**EXERCISE DESCRIPTION:**
Reproduce the lines that begin at the one containing "out the dress" and end after the one containing "x=422, y=1109", replacing "ruffled" with "frilled" and leaving everything else unchanged.

**RECORDS TO USE:**
□ □ □

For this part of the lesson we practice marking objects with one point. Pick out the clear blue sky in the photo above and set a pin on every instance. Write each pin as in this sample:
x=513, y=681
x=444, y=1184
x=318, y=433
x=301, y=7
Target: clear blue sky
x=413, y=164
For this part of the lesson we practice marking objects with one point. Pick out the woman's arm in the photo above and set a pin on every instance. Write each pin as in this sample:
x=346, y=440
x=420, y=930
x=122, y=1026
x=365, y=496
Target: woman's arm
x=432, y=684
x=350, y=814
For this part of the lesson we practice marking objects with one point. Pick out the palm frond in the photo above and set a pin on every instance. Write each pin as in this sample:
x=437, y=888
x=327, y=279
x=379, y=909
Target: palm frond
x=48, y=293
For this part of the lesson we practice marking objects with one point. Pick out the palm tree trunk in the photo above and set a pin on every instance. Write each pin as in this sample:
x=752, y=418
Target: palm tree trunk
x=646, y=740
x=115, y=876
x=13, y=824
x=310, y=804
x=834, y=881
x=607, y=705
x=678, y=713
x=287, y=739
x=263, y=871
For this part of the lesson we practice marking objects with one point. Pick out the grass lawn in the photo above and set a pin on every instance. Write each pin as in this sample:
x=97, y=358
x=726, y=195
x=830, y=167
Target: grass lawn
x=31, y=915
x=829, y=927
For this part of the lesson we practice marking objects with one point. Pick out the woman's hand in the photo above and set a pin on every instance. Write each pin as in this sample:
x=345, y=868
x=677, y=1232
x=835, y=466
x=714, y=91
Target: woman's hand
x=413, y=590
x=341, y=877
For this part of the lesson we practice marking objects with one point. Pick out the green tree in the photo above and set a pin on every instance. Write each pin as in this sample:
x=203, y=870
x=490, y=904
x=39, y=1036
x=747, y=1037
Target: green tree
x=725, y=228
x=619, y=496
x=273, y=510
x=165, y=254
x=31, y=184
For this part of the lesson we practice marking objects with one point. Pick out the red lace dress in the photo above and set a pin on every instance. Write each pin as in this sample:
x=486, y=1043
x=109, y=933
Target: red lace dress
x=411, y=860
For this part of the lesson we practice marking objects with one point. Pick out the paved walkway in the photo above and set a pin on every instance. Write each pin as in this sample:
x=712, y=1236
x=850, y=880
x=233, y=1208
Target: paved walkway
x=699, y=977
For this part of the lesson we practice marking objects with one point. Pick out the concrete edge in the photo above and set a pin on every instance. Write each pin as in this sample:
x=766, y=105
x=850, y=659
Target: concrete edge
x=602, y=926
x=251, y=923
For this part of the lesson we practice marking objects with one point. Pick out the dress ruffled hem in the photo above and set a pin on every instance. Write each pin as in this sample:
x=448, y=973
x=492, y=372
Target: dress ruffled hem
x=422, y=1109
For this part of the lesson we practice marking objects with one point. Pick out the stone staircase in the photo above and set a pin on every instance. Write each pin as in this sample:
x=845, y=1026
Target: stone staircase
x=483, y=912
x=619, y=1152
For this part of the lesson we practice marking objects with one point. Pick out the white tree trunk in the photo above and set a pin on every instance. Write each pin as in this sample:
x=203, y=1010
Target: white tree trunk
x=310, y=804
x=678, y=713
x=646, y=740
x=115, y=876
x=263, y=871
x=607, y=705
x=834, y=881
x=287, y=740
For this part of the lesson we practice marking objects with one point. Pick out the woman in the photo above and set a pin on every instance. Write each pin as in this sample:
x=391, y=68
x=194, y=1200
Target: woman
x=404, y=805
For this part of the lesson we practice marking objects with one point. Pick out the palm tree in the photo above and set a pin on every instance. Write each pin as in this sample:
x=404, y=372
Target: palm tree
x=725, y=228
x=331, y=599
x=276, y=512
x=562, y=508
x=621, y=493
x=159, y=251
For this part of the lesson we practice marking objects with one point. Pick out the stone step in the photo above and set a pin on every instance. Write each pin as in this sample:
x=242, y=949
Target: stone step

□ □ □

**SOLUTION FOR THIS TASK:**
For this part of the lesson we practice marking objects with one point. Pick out the dress frilled hem in the photo above and set a pin on every instance. Write each pin as in this sample:
x=448, y=973
x=492, y=372
Target: dress frilled hem
x=422, y=1109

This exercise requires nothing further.